* TASK TO CARRY OUT
Arrange every line of the records below as a numbered list, skipping blank lines and omitting the pictures.

━━━━

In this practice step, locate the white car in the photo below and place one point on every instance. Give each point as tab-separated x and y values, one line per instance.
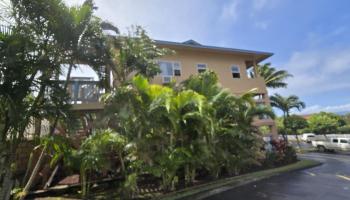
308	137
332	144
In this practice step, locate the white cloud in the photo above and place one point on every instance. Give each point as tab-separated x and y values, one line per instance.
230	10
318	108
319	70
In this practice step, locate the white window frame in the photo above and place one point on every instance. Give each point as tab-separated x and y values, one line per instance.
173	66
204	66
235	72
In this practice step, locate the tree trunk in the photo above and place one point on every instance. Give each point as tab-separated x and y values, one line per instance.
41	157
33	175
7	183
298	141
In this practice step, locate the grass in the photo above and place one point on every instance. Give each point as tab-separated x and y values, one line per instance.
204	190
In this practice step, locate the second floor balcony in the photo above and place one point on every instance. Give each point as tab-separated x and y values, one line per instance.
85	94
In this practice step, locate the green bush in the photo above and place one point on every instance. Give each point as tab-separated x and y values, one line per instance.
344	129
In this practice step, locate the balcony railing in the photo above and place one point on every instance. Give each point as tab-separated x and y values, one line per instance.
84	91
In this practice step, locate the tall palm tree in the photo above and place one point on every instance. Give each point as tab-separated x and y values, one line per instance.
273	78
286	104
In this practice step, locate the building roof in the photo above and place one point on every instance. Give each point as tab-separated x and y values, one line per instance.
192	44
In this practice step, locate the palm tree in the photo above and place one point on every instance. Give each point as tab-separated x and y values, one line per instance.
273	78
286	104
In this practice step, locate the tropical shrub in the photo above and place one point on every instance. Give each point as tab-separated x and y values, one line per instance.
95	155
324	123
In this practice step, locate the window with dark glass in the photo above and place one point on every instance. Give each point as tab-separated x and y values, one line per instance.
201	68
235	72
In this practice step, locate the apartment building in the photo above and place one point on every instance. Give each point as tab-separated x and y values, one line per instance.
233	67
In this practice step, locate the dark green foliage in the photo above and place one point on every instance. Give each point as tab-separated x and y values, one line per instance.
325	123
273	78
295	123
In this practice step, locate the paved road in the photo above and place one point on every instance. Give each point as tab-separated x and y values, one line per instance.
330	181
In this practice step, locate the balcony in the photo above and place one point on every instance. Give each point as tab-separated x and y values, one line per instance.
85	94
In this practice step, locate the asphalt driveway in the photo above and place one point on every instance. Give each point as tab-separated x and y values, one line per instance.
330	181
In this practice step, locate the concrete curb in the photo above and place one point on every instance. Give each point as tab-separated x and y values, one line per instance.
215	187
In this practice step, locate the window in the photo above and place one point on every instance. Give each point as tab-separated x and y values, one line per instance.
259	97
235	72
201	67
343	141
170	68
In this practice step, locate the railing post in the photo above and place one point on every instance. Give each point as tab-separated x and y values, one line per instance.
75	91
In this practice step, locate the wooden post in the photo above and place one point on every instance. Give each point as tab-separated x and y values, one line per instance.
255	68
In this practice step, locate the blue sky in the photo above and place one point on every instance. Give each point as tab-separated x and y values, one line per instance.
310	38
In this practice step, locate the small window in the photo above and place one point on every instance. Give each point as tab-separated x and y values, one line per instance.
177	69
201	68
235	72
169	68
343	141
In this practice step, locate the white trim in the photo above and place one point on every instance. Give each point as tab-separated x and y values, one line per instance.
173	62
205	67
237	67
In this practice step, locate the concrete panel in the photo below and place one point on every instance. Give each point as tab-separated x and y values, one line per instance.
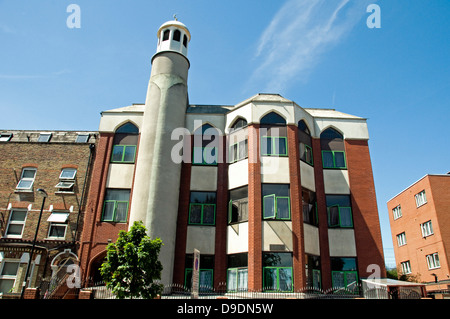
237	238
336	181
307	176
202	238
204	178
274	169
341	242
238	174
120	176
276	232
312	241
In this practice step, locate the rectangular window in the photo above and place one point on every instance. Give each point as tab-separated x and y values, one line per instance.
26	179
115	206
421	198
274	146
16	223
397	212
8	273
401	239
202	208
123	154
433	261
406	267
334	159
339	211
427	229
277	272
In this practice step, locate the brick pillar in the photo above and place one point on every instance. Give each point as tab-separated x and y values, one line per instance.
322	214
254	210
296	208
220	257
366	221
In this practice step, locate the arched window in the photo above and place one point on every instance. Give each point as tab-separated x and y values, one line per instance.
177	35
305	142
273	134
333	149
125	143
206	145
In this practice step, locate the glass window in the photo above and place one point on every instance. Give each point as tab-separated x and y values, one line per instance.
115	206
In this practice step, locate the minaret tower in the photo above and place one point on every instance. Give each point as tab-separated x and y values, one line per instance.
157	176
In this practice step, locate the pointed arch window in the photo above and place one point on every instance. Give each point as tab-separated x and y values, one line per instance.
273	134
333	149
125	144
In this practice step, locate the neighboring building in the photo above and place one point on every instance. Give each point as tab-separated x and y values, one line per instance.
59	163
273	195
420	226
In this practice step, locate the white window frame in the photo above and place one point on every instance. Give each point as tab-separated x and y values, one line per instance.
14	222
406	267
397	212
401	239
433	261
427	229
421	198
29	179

━━━━

* ANSWER TO THIS PROBLEM
1. In this practice step, locate the white car in the photo below and place one point on every instance. Give each point as tab-separated x and y values, one line per instance.
2. 308	137
3. 332	144
4. In this practice step, locate the white cloud in the photo above and place one point on every instance. Give each point as tab-separated x and y values, one line per instance.
5. 230	10
6. 318	108
7. 319	70
8. In this practice step, locate the white window frame in the photo above and place one point on every instance. Give each point as tab-separated x and y values, one line per instance.
9. 173	66
10. 204	66
11. 235	72
12. In this practice step, locate the tree trunk in the photo above and place one point on every instance. Give each point as tab-separated x and y values, one line per instance.
13. 41	157
14. 33	175
15. 7	183
16. 298	141
17. In this practice step, locate the grass in the photo above and place one point on every instance. Give each point as tab-separated x and y values, one line per instance.
18. 204	190
19. In this practice step, locate the second floor balcony in the photo above and place one point on every instance. Give each point as tab-separated x and y values, one line per instance.
20. 85	94
21. In this practice step, locate the green bush in the photo above and place one point on every instance. Give each point as tab-separated x and y values, one line per instance.
22. 344	129
23. In this practice step, locate the balcony railing in the photo above and place one point on every instance. Give each point as tab-separated x and y values, one line per instance.
24. 84	91
25. In this practice step, locate the tall palm tree in the photo above and place one point on every instance. Give each point as tab-separated x and y values, one line per instance.
26. 273	78
27. 286	104
28. In this practice step, locate the building roof in the photo above and place one point on every instance. Give each point as tab-separated x and y values, one line per instance.
29. 192	44
30. In this practice step, locate the palm tree in the photo above and place one point on every instance. Give each point as tab-separated x and y values, one line per instance.
31. 273	78
32. 286	104
33. In this practice step, locate the tropical shrub in the photo above and place one point on every instance. Give each point as tab-separated x and y values, one line per instance.
34. 95	155
35. 324	123
36. In this practice step, locate the window with dark glass in the photo above and place one point on every instance. Give each point as tab-separated x and y values, one line per instance.
37. 201	68
38. 235	72
39. In this practice step, locate the apartment building in the photo above and place one point on every instance. Give each point as tab-separated x and y values, one line per instance.
40. 233	67
41. In this practice step, locate the dark green foliage in the photo above and place one point on every instance. Give each point as tab-separated x and y values, one line per instance.
42. 325	123
43. 273	78
44. 295	123
45. In this practice step, locate the paved road in the photo above and place one point on every instance. Give each point as tab-separated x and y values, one line per instance.
46. 330	181
47. In this practice step, locate the balcony in the photo above and place one point on every instance. Give each point as tab-separated x and y values, one line per instance.
48. 85	94
49. In this practice step, locate the asphalt driveway in the photo above and place one point on every instance. Give each point as tab-separated x and y values, one line per instance.
50. 330	181
51. In this practice step, locate the concrete curb in the photo above and place one point on every instance. Give each point as tab-separated x and y values, one line per instance.
52. 215	187
53. In this practice step, locate the window in the photo above and place one point on every instance. Give each point as tab-separated x and y values, one line per instance.
54. 259	97
55. 235	72
56. 201	67
57. 343	141
58. 170	68
59. In this practice step, locate the railing post in the photo above and place one point on every instance. Give each point as tab-separated x and y values, one line per instance.
60. 75	91
61. In this practice step, locate the wooden post in the photo above and place one point on every instance. Give each point as tab-separated x and y values, one line per instance.
62. 255	68
63. In this practice step, locate the blue sky in the photo above and place one point on every instance. Give each point as tab-separated x and y values, one line per instance.
64. 310	38
65. In this practice step, locate the small window in the photo above and place one point on every instance. Give each point as tab-separated x and y values, one line per instance.
66. 177	69
67. 201	68
68. 235	72
69. 169	68
70. 343	141
71. In this practice step, locate the white trim in the photo above and place one point on every instance. Give each point as tab-separated x and y values, one line per instance.
72. 173	62
73. 205	67
74. 237	67
75. In this practice step, locate the concrete panel in the photo below and place one point on every instance. Give each point as tab-separated x and y values, one line per instance.
76. 237	238
77. 336	181
78. 307	176
79. 202	238
80. 204	178
81. 274	169
82. 341	242
83. 238	174
84. 120	176
85. 276	232
86. 312	241
87. In this practice step, locate the rectangular window in the photo above and place one point on every instance. Give each point as tab-separated x and y values, one line per instance.
88. 26	179
89. 115	206
90. 421	198
91. 274	146
92. 16	223
93. 397	212
94. 8	273
95. 401	239
96. 202	208
97. 123	154
98. 433	261
99. 406	267
100. 334	159
101. 339	211
102. 427	229
103. 277	272
104. In this practice step, locate the brick pillar in the photo above and place one point on every instance. Give each point as tab-separated x and y values, one line per instance.
105. 322	214
106. 254	210
107. 296	208
108. 220	257
109. 366	221
110. In this practice step, locate the arched window in the photo above and place one point on every instance. Give each point as tab-separated x and y values, one line per instance.
111. 177	35
112. 305	142
113. 273	134
114. 333	149
115. 125	143
116. 206	145
117. In this practice step, locate the glass window in the photo above and place one point on every instance. Give each point as tab-separated x and y values, one line per instance.
118. 115	206
119. In this practice step, locate the minaret tower in the photo above and place one point on every instance. Give each point as tab-separated x and y values, one line per instance.
120. 157	176
121. In this practice step, locate the pointed arch window in the photo above and place one point on every instance. Give each point as tab-separated x and y values, one line per instance.
122. 273	134
123. 333	149
124. 125	144
125. In this practice step, locate the neighboring building in the photo above and place one point on every instance. Give each point as tab-separated x and y values, one line per instance.
126. 59	163
127. 273	195
128. 420	226
129. In this practice step, locate the white window frame in the photo above and place one point on every instance. Give each point as tab-separated x and y values, one line per instance.
130. 14	222
131. 406	267
132. 397	212
133. 401	239
134. 433	261
135. 427	229
136. 421	198
137. 29	179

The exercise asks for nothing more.